_The problem_
Transcribe the entries below exactly; leave every image out.

Natural-language object grounding data
---
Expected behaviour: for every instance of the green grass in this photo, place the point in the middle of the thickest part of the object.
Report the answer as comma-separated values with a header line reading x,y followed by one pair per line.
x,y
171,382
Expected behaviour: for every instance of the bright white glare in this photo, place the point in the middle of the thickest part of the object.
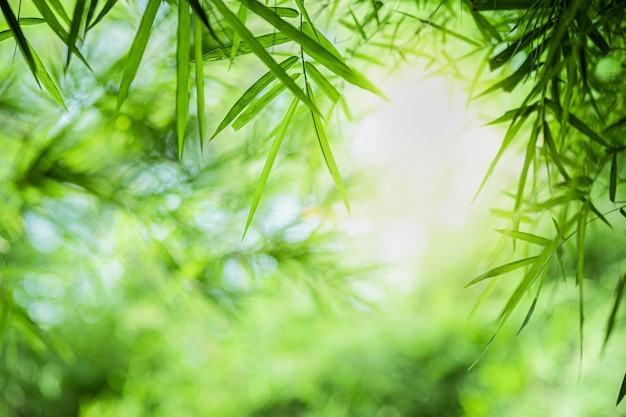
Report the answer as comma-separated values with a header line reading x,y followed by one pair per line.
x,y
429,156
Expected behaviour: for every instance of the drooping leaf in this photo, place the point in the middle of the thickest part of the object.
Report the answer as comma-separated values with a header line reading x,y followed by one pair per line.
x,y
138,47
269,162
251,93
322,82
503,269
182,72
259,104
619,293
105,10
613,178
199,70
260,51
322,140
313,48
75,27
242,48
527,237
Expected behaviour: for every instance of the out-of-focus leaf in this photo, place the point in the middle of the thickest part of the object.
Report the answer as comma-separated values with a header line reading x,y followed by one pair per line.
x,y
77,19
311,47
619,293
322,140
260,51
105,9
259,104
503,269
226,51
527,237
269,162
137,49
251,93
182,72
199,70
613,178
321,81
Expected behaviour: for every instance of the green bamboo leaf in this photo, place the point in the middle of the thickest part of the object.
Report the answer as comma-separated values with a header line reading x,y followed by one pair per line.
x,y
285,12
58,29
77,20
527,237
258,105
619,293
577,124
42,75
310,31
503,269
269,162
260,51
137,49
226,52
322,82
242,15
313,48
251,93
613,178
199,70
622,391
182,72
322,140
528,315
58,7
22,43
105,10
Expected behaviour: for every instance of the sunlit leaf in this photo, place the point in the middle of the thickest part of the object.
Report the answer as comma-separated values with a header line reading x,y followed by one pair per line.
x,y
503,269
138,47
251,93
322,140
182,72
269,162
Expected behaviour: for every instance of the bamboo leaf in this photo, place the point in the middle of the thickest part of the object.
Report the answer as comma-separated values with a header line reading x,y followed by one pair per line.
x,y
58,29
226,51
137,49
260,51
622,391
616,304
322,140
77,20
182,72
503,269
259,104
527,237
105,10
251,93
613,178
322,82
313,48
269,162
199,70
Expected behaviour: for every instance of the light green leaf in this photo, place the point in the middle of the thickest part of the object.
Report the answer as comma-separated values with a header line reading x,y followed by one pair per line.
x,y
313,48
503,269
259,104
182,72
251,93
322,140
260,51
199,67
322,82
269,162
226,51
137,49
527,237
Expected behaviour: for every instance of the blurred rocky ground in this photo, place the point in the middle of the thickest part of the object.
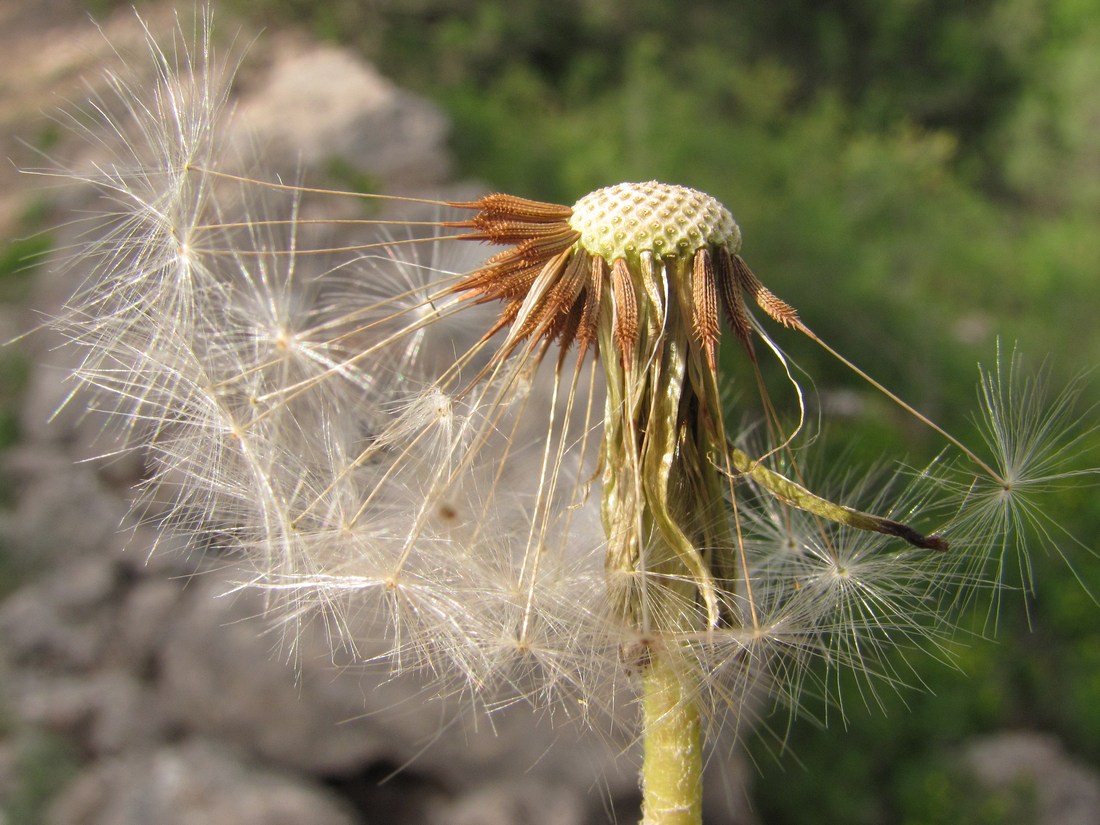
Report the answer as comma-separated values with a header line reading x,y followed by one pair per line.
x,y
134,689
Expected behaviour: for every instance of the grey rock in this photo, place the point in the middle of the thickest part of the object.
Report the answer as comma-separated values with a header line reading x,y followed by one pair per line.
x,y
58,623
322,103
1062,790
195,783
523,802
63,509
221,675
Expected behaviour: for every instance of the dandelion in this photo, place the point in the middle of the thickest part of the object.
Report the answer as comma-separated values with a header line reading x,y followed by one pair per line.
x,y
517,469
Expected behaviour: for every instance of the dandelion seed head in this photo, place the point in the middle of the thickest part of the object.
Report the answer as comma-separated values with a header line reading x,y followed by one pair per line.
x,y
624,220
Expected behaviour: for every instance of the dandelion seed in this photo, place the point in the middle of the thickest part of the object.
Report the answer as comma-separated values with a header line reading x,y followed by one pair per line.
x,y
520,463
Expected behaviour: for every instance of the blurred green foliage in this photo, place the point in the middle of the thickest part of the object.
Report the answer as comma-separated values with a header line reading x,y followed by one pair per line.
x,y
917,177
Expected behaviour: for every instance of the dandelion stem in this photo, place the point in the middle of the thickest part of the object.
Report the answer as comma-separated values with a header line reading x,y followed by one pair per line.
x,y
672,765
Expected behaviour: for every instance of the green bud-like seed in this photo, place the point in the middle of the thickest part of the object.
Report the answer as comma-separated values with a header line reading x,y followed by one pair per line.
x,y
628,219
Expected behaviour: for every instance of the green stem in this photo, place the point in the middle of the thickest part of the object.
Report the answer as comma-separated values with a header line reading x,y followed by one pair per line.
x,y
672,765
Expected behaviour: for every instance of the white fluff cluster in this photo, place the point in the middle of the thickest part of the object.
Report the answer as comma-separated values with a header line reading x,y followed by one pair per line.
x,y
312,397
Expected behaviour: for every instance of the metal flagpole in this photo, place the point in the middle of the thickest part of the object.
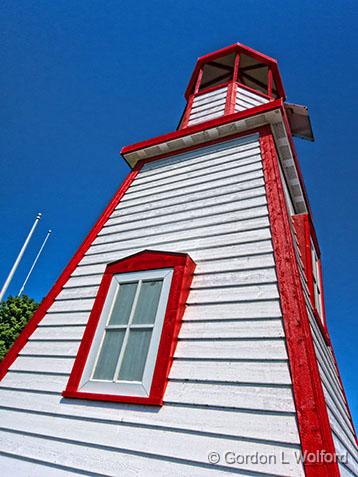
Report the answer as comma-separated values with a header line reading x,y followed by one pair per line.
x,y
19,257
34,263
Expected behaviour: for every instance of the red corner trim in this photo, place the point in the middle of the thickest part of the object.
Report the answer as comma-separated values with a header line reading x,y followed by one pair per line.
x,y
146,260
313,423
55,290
---
_Response area_
Expected behaviour: for every instance of the green grass in this photo, place the point in the middle of the thickest part of the object.
Report the answer as comma-separated values with a header line reading x,y followed by one pair per line.
x,y
171,382
Expected behaviour: for every instance of the bright white glare in this photo, place the point in the middle of the thickest part of the object.
Report the answer as comma-separated values with a header line reading x,y followed by one pair per line.
x,y
429,156
Expected behaviour: for every instance of the drooping leaf in this photo, place the point in the middle of the thickest part of the object.
Report the answer as comma-separated values with a header line reading x,y followed by one pair per line.
x,y
138,47
269,162
251,93
322,82
503,269
182,72
259,104
619,293
105,10
613,178
199,70
260,51
322,140
313,48
75,27
242,48
527,237
Expected behaviour: for every instance of the out-of-focus leaf in this photo, place the point in the middle of the thickest part of the object.
Report the answer as comma-separated values with a header line reading x,y followed by one pair per line.
x,y
77,19
311,47
619,293
322,140
260,51
105,9
259,104
503,269
226,51
527,237
269,162
137,49
251,93
182,72
199,70
613,178
321,81
Expected behaviour: for every instance of the green bamboo leaf in this photo, place the point in the middle of the thickest part of the object.
Report the answer as comma-separated values with a header line reading x,y followed by one pair per line.
x,y
285,12
58,29
77,20
527,237
258,105
619,293
577,124
42,75
310,31
503,269
269,162
260,51
137,49
226,52
322,82
242,15
313,48
251,93
613,178
199,70
622,391
182,72
322,140
528,315
58,7
22,43
105,10
Expected behaviour: for every instance of the sunlit leaf in this photo, place the point in the middle of the thickest part of the object.
Report the answer as comma-separated values with a header line reading x,y followed by one pair per line.
x,y
503,269
138,47
251,93
322,140
182,72
269,162
Expected behaviour: for every instance of the bamboo leaf in this photo, place the point in the middle of the thickest part of the object.
Report the answer as comma-separated values with a header line reading x,y followed by one pair per line.
x,y
58,29
226,51
137,49
260,51
622,391
616,304
322,140
77,20
182,72
503,269
259,104
527,237
105,10
251,93
613,178
322,82
313,48
269,162
199,70
Expected behaviour: for every instance of the light green leaf in this photo, place the point in the middle of the thickest part of the object.
Report the answer as comma-separated values with a header line reading x,y followed by one pair per line.
x,y
313,48
503,269
259,104
182,72
251,93
322,140
260,51
199,67
322,82
269,162
226,51
137,49
527,237
Expected behaviour: for every instance of the blurred rocky ground in this photo, place the point in the middle of the thickest part of the object.
Report the answer as comma-separated values with a header line reading x,y followed by one pair per line.
x,y
134,689
Expected behaviour: for every instance of the grey rock in this photo, place the point in the middle of the thickest part of the object.
Report the answer as comma-separated values with a header line reading x,y followed by one pair per line.
x,y
58,623
322,103
1062,790
195,783
523,802
63,509
221,675
Expected behaviour: for every instance of the dandelion in this photo, place the point in the middle of the thickest part of the object.
Report the answer as comma-separated values with a header line reading x,y followed by one pair per line.
x,y
517,469
Expected behaviour: for every instance of the dandelion seed head in this photo, place the point in the middle of the thickest part of the object.
Report the answer as comma-separated values with a header line reading x,y followed by one pair per line.
x,y
624,220
Expected behaviour: for every instance of the dandelion seed in this photo, place the point in the middle of the thickest part of the object.
Report the answer as comma-separated values with a header line reading x,y followed by one pair per line.
x,y
520,463
Expected behaviour: for every instance of the blurred green foliage in this photo, place the point in the middle of the thickest part of the object.
Report the answer as comma-separated values with a header line reading x,y followed by one pair per line.
x,y
917,177
Expected behaviour: for every instance of the dandelion stem in this photo, place the point in the middle of the thickest part of the object.
Report the answer as comma-separated values with a header line reading x,y followed by one pair per line.
x,y
672,765
Expected behaviour: for every instance of the green bud-like seed in this photo, place the point in the middle of the thickest part of the object.
Report the answer as comma-separated values with a header line reading x,y followed by one pair per line.
x,y
628,219
Expected behaviour: for every instance of the green stem in this photo, place the point in the middle of the thickest part of the object.
Report the answer as comma-separated values with a header line reading x,y followed by one pair per line.
x,y
672,765
Expected behaviour: for every instance of the white fluff cluster in this photo, place the point in the middle of the thickest part of the object.
Report the answer as comma-separated values with a header line reading x,y followed by one pair per line.
x,y
312,397
Expected behaviour: for every instance of the metal flagpole in this photo, place the point in the middle of the thickest part of the object.
Report the answer as comma-separated values with a header line reading x,y followed by one pair per line.
x,y
19,257
34,263
Expected behaviour: for every instance of the red corner trim in this photo, place the point in the middle of the thickest part of the object.
Report the answer as comma-separated values with a header line reading x,y followed by one pair per line.
x,y
146,260
313,423
55,290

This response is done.